▸ **WHAT YOU ARE ASKED TO DO**
Switch "sample" to "example" in everything from the start of the data below down to the line containing "MULTIPOLYGON (((346 239, 340", and write those lines out again with nothing else changed.

┄┄┄┄┄┄┄┄┄┄

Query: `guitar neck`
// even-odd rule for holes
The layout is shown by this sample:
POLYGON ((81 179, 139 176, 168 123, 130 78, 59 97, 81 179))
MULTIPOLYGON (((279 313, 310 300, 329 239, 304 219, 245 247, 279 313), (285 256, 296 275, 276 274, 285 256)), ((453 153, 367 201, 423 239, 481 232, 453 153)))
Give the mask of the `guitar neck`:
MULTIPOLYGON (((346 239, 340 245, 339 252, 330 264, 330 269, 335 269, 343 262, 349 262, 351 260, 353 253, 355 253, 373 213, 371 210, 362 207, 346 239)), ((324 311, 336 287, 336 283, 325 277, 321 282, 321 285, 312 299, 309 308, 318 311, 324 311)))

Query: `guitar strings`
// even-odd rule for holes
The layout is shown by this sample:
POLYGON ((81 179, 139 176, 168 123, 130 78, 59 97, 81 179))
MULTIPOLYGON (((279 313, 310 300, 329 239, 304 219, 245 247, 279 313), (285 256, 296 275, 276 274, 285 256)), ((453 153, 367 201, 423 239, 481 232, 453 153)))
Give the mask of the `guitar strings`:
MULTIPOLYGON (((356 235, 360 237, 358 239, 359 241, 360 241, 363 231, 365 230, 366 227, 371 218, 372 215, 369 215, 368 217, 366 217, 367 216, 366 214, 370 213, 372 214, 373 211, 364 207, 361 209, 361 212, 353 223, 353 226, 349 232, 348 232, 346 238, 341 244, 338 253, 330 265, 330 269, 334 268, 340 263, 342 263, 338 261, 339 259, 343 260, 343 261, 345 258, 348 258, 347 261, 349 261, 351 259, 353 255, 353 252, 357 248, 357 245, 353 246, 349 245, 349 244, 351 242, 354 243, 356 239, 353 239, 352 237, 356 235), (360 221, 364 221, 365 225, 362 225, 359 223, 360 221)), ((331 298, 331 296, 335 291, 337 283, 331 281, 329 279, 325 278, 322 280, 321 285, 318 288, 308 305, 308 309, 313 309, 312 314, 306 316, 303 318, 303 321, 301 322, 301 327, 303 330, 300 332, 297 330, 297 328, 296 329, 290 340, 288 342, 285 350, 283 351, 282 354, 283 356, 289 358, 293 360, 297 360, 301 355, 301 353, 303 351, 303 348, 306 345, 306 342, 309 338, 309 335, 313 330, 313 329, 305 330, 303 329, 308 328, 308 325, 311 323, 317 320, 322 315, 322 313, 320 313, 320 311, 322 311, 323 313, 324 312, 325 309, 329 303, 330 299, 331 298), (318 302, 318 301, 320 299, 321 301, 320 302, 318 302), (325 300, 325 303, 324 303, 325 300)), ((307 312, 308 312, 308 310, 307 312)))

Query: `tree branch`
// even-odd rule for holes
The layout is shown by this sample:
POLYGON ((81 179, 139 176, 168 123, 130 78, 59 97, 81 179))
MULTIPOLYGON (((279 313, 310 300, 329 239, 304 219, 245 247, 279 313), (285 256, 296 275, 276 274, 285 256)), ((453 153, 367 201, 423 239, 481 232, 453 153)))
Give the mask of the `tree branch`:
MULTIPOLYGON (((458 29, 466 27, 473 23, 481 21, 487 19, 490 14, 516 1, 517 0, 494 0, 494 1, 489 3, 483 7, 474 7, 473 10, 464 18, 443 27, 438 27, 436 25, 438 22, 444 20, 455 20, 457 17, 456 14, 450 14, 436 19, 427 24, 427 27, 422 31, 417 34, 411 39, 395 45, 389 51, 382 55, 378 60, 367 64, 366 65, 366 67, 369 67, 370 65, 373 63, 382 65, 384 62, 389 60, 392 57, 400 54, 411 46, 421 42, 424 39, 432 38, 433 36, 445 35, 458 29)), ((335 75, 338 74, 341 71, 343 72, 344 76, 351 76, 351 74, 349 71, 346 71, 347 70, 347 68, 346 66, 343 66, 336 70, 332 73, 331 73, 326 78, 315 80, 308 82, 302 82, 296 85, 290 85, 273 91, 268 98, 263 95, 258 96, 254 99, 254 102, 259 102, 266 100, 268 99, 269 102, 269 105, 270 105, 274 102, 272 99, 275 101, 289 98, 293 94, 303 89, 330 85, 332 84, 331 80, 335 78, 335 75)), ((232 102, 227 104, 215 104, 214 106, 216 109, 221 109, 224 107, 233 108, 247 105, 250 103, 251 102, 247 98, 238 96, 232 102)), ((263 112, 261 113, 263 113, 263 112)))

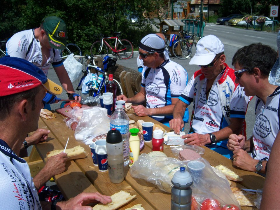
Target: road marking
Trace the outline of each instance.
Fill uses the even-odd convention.
[[[264,38],[263,37],[260,37],[259,36],[249,36],[249,35],[244,35],[245,36],[249,36],[249,37],[254,37],[255,38]]]

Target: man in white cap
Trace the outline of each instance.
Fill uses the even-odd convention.
[[[279,41],[280,45],[280,39]],[[231,134],[228,143],[229,149],[233,152],[232,164],[244,170],[265,173],[272,145],[280,130],[277,59],[275,50],[260,43],[239,49],[232,58],[237,82],[243,87],[246,95],[257,97],[253,136],[246,140],[242,135]]]
[[[145,67],[140,92],[132,98],[121,95],[117,99],[133,104],[146,100],[146,107],[141,105],[132,106],[136,114],[150,116],[169,125],[168,122],[173,118],[173,108],[187,82],[188,74],[182,66],[166,57],[165,50],[164,41],[158,35],[150,34],[142,39],[139,52]],[[183,115],[184,121],[187,122],[187,110]]]
[[[227,147],[228,137],[245,132],[242,128],[246,127],[244,119],[250,98],[235,82],[234,70],[225,62],[224,45],[218,38],[206,36],[197,47],[190,64],[201,69],[195,72],[179,97],[170,127],[179,134],[184,126],[185,110],[193,102],[189,133],[181,138],[186,139],[185,144],[205,146],[229,158],[233,154]]]

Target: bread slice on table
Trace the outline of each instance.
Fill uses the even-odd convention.
[[[64,150],[57,150],[47,153],[47,158],[49,158],[52,156],[60,154],[63,152]],[[65,150],[65,153],[67,153],[69,160],[79,159],[87,157],[88,153],[85,151],[85,148],[80,146],[77,146],[75,147]]]
[[[107,204],[98,204],[92,210],[116,210],[132,200],[136,196],[130,195],[128,192],[121,190],[111,196],[112,202]]]

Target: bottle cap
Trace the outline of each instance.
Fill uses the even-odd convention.
[[[123,137],[119,131],[112,128],[107,134],[106,142],[109,144],[118,144],[123,141]]]
[[[180,168],[180,170],[176,171],[172,178],[172,182],[177,187],[186,186],[187,185],[190,186],[192,184],[192,179],[186,168],[184,167]]]
[[[138,128],[131,128],[129,130],[129,132],[131,133],[132,136],[137,136],[138,134],[138,132],[140,131]]]
[[[163,132],[161,130],[155,130],[153,133],[154,139],[160,139],[163,138]]]

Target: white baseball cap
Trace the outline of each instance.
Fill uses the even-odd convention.
[[[190,62],[190,64],[204,66],[209,64],[216,55],[225,50],[222,42],[214,35],[202,38],[197,42],[195,54]]]

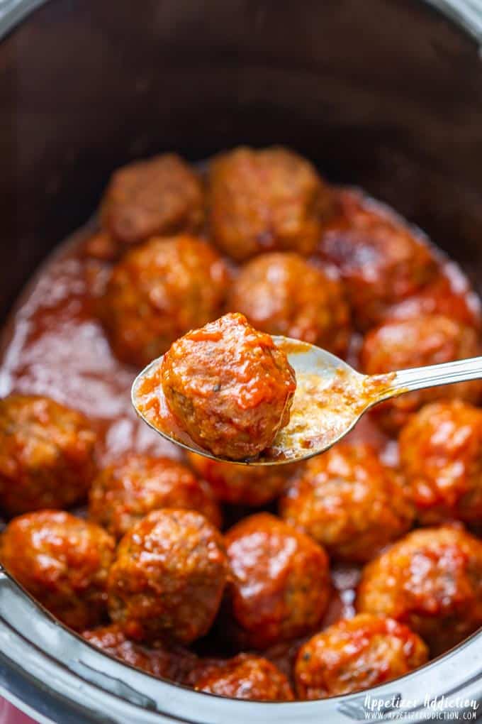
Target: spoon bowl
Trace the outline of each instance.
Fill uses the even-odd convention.
[[[327,450],[349,432],[370,407],[404,391],[394,390],[396,373],[369,376],[313,345],[285,337],[273,337],[273,340],[295,370],[296,391],[290,422],[279,431],[272,445],[256,458],[218,458],[179,427],[163,391],[162,357],[151,362],[134,380],[132,404],[150,427],[189,450],[238,465],[275,465],[305,460]]]

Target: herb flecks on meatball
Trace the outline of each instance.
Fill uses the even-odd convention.
[[[289,422],[294,371],[271,337],[241,314],[178,340],[164,355],[161,376],[181,426],[219,457],[254,458]]]
[[[223,536],[194,510],[155,510],[126,534],[108,576],[112,620],[138,641],[189,644],[218,612],[228,574]]]
[[[409,533],[364,568],[357,607],[443,653],[482,626],[482,542],[451,526]]]
[[[233,579],[223,614],[242,645],[262,649],[316,630],[331,592],[323,548],[267,513],[241,521],[225,541]]]
[[[281,517],[335,559],[364,563],[410,529],[410,489],[368,445],[341,442],[308,460],[280,500]]]
[[[82,631],[106,613],[115,542],[103,529],[61,510],[14,518],[0,537],[0,561],[42,605]]]
[[[98,313],[114,353],[145,366],[223,311],[228,271],[196,237],[153,237],[113,268]]]
[[[358,614],[310,639],[295,664],[300,699],[353,694],[403,676],[426,663],[429,649],[407,626]]]

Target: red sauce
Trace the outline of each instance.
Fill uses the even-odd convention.
[[[92,310],[106,267],[83,251],[76,233],[25,289],[4,331],[0,395],[37,394],[87,415],[99,435],[99,462],[126,451],[178,458],[181,452],[139,420],[130,388],[139,371],[117,360]]]

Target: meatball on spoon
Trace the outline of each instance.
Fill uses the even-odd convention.
[[[241,315],[226,315],[212,324],[216,325],[228,317],[241,318],[244,323],[246,322]],[[238,324],[239,319],[234,321]],[[210,326],[207,325],[207,327]],[[196,342],[199,340],[198,333],[201,331],[190,333],[197,335],[193,336]],[[186,335],[175,345],[189,337],[189,334]],[[212,334],[204,339],[212,340]],[[233,339],[238,340],[238,336]],[[288,421],[286,422],[287,417],[285,416],[283,423],[273,428],[270,444],[256,454],[235,457],[231,452],[234,449],[232,442],[229,448],[225,448],[228,450],[227,453],[223,452],[223,445],[220,442],[227,426],[233,428],[230,431],[231,437],[236,437],[237,429],[233,405],[228,405],[229,414],[227,417],[225,415],[224,418],[220,417],[223,405],[226,408],[225,400],[226,397],[229,397],[231,389],[229,362],[226,361],[225,355],[226,350],[229,350],[231,339],[228,337],[220,338],[222,344],[219,352],[212,346],[210,348],[208,356],[204,358],[205,361],[209,360],[207,370],[202,365],[196,368],[201,369],[203,375],[203,395],[195,402],[203,413],[201,418],[203,424],[207,420],[214,430],[215,434],[210,441],[207,439],[205,445],[200,445],[198,437],[195,442],[193,437],[196,436],[192,434],[192,429],[189,434],[183,424],[182,416],[180,417],[174,413],[166,399],[165,385],[163,384],[163,370],[165,368],[163,357],[169,355],[171,350],[163,357],[151,362],[135,379],[132,392],[134,407],[142,419],[157,432],[187,450],[215,460],[245,465],[274,465],[301,460],[322,452],[349,432],[367,410],[383,400],[425,387],[482,378],[482,357],[404,369],[386,374],[364,375],[335,355],[313,345],[285,337],[272,337],[271,339],[277,350],[284,353],[287,363],[289,363],[288,366],[294,370],[296,389],[291,403]],[[182,351],[183,354],[178,357],[184,364],[190,352],[186,351],[186,348]],[[223,358],[216,360],[218,353],[223,355]],[[239,358],[238,350],[236,358]],[[186,369],[194,368],[188,366]],[[248,385],[251,382],[246,380],[244,384]],[[191,382],[191,379],[189,380],[190,389],[192,389]],[[207,384],[210,383],[212,386],[209,387],[208,397],[205,390]],[[178,390],[175,392],[178,396]],[[183,399],[184,409],[189,408],[192,411],[192,400],[185,397]],[[220,402],[223,400],[223,402]],[[230,399],[228,401],[231,403],[232,400]],[[205,413],[202,405],[209,405],[206,407]],[[269,406],[266,409],[270,411]],[[216,416],[218,411],[219,418]],[[246,417],[245,413],[244,410],[243,414]],[[240,432],[240,436],[247,436],[248,440],[251,437],[255,443],[260,418],[262,424],[264,417],[264,414],[259,416],[259,409],[252,414],[257,415],[258,427],[250,429],[245,426]],[[229,415],[233,416],[230,418]],[[220,431],[218,437],[217,431]],[[246,443],[241,449],[249,450],[250,448]]]

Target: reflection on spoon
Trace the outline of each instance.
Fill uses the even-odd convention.
[[[368,377],[334,355],[306,342],[273,337],[296,373],[297,387],[289,424],[271,447],[238,464],[291,463],[326,450],[351,429],[371,405],[391,396],[395,373]],[[139,415],[161,435],[188,450],[216,458],[197,445],[178,425],[164,397],[162,358],[152,362],[132,386],[132,403]],[[401,392],[403,390],[400,390]]]
[[[482,357],[369,376],[313,345],[285,337],[273,340],[295,369],[296,392],[289,424],[278,432],[272,447],[254,459],[217,458],[179,427],[163,392],[162,357],[151,362],[134,380],[132,404],[148,425],[187,450],[233,464],[274,465],[301,460],[331,447],[363,413],[384,400],[424,387],[482,378]]]

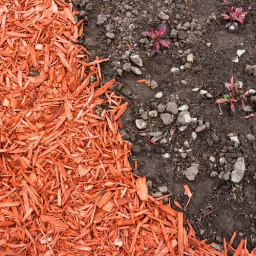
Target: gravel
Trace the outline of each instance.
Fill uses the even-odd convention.
[[[134,63],[136,65],[138,65],[140,66],[143,66],[142,59],[140,58],[140,56],[138,54],[136,55],[131,55],[130,58],[131,59],[131,61],[132,62]]]
[[[206,127],[205,125],[201,125],[200,126],[198,126],[196,129],[195,129],[195,131],[196,132],[201,132],[201,131],[203,131],[204,130],[205,130]]]
[[[147,123],[143,119],[136,119],[135,124],[137,128],[140,130],[143,130],[146,128]]]
[[[179,113],[177,119],[182,125],[188,125],[191,122],[190,113],[188,111],[182,111]]]
[[[148,116],[150,117],[156,117],[157,115],[158,112],[156,110],[152,110],[152,111],[149,111],[148,112]]]
[[[150,82],[150,88],[152,90],[155,90],[158,87],[158,84],[157,84],[157,82],[155,81],[155,80],[152,80]]]
[[[131,71],[131,64],[130,63],[125,63],[123,65],[123,70],[130,72]]]
[[[194,180],[199,171],[196,166],[191,166],[184,172],[185,177],[190,181]]]
[[[106,34],[106,36],[109,38],[110,38],[111,39],[112,39],[114,38],[114,37],[115,36],[115,34],[112,32],[107,32],[107,33]]]
[[[243,157],[239,158],[234,165],[234,171],[231,173],[230,180],[235,183],[239,183],[242,180],[245,172],[244,158]]]
[[[160,114],[160,118],[164,125],[170,125],[173,123],[174,119],[173,116],[169,113],[163,113]]]
[[[169,19],[169,16],[163,12],[160,12],[158,15],[158,17],[162,20],[168,20]]]
[[[107,20],[107,16],[105,14],[100,14],[97,17],[97,24],[99,26],[105,23]]]
[[[131,71],[136,75],[141,75],[142,74],[142,72],[138,67],[132,66]]]
[[[158,189],[162,193],[167,193],[168,192],[167,187],[166,186],[159,187]]]
[[[166,104],[166,111],[173,114],[176,114],[178,112],[178,106],[176,102],[172,101]]]

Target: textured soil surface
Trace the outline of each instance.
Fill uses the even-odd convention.
[[[115,84],[115,90],[129,102],[122,119],[123,133],[134,145],[131,160],[138,160],[135,173],[146,176],[152,194],[171,193],[174,208],[174,199],[186,205],[182,184],[188,185],[193,197],[186,214],[200,239],[222,246],[223,237],[228,240],[237,230],[239,238],[247,237],[252,249],[256,245],[256,122],[244,117],[256,111],[255,92],[251,90],[246,97],[245,109],[239,102],[234,113],[223,104],[220,114],[214,101],[226,93],[225,82],[233,75],[243,82],[244,91],[256,90],[255,77],[246,67],[256,64],[256,4],[254,0],[232,0],[230,6],[241,6],[248,14],[244,23],[232,32],[225,28],[221,15],[226,7],[221,3],[73,2],[80,11],[78,19],[85,20],[80,43],[92,54],[110,58],[101,65],[105,79],[116,77],[120,83]],[[163,23],[170,48],[161,47],[161,54],[150,56],[150,39],[144,31],[158,29]],[[233,62],[239,49],[245,52]],[[131,60],[136,55],[143,66]],[[131,66],[139,68],[142,75]],[[151,86],[136,82],[143,79]],[[185,116],[189,117],[186,122]],[[170,140],[172,127],[176,131]],[[240,180],[235,183],[238,173]]]

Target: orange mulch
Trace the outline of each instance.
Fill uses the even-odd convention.
[[[76,44],[76,14],[64,0],[0,0],[0,255],[235,251],[235,236],[221,252],[198,240],[132,174],[118,127],[127,103],[103,82],[107,60]]]

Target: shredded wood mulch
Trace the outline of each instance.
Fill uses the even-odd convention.
[[[0,255],[256,255],[246,240],[233,249],[236,233],[222,252],[198,240],[132,174],[128,104],[103,82],[108,60],[76,44],[76,14],[64,0],[0,0]]]

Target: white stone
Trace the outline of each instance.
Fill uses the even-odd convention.
[[[232,58],[232,62],[234,62],[235,63],[238,63],[239,62],[239,60],[238,59],[238,57],[236,56],[234,58]]]
[[[189,109],[189,106],[186,104],[183,105],[180,107],[178,109],[180,111],[185,111],[185,110],[188,110]]]
[[[241,57],[245,52],[245,50],[238,50],[237,54],[238,57]]]
[[[157,98],[160,98],[162,97],[163,93],[162,92],[159,92],[159,93],[158,93],[156,95],[155,95],[155,97]]]

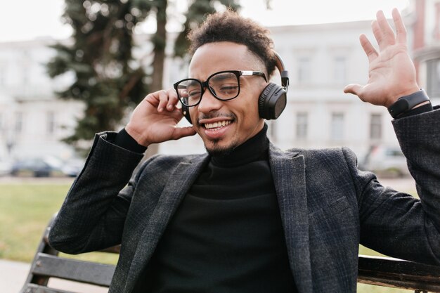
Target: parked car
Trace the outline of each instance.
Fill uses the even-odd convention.
[[[53,157],[33,157],[13,163],[11,174],[16,176],[63,176],[63,162]]]
[[[65,176],[69,177],[76,177],[84,168],[84,159],[70,159],[63,162],[61,170]]]
[[[372,147],[361,162],[359,168],[369,170],[384,177],[401,177],[409,175],[406,158],[399,147],[375,145]]]

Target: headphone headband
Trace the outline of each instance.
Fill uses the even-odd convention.
[[[284,66],[284,62],[283,62],[283,59],[281,59],[280,54],[274,51],[273,55],[275,55],[275,57],[276,58],[276,66],[278,69],[280,75],[281,76],[281,86],[287,92],[289,89],[289,72],[285,70],[285,67]]]

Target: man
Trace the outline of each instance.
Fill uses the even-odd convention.
[[[361,37],[368,83],[344,91],[396,117],[421,200],[358,170],[347,149],[271,145],[258,105],[276,67],[271,40],[226,11],[190,35],[179,95],[150,93],[124,129],[96,136],[50,244],[75,254],[122,243],[110,292],[354,292],[360,242],[439,264],[440,111],[416,83],[398,11],[396,35],[377,18],[380,51]],[[176,126],[179,98],[192,127]],[[196,133],[207,154],[155,156],[129,183],[150,143]]]

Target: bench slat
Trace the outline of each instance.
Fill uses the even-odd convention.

┄┄┄┄┄┄┄┄┄┄

▸ **FINISHED ANSWER**
Query: `guitar neck`
// even-odd rule for holes
The layout is shown by this example:
POLYGON ((81 179, 139 176, 168 123, 130 78, 59 97, 81 179))
MULTIPOLYGON (((279 313, 310 300, 329 239, 304 219, 245 247, 279 313), (285 256, 296 275, 276 274, 285 256)), ((453 153, 367 201, 423 239, 481 232, 453 153)))
Give the mask of the `guitar neck`:
MULTIPOLYGON (((346 239, 340 245, 339 252, 330 264, 330 269, 335 269, 343 262, 349 262, 351 260, 353 253, 355 253, 373 213, 371 210, 362 207, 346 239)), ((324 311, 336 287, 336 283, 325 277, 321 282, 321 285, 312 299, 309 308, 318 311, 324 311)))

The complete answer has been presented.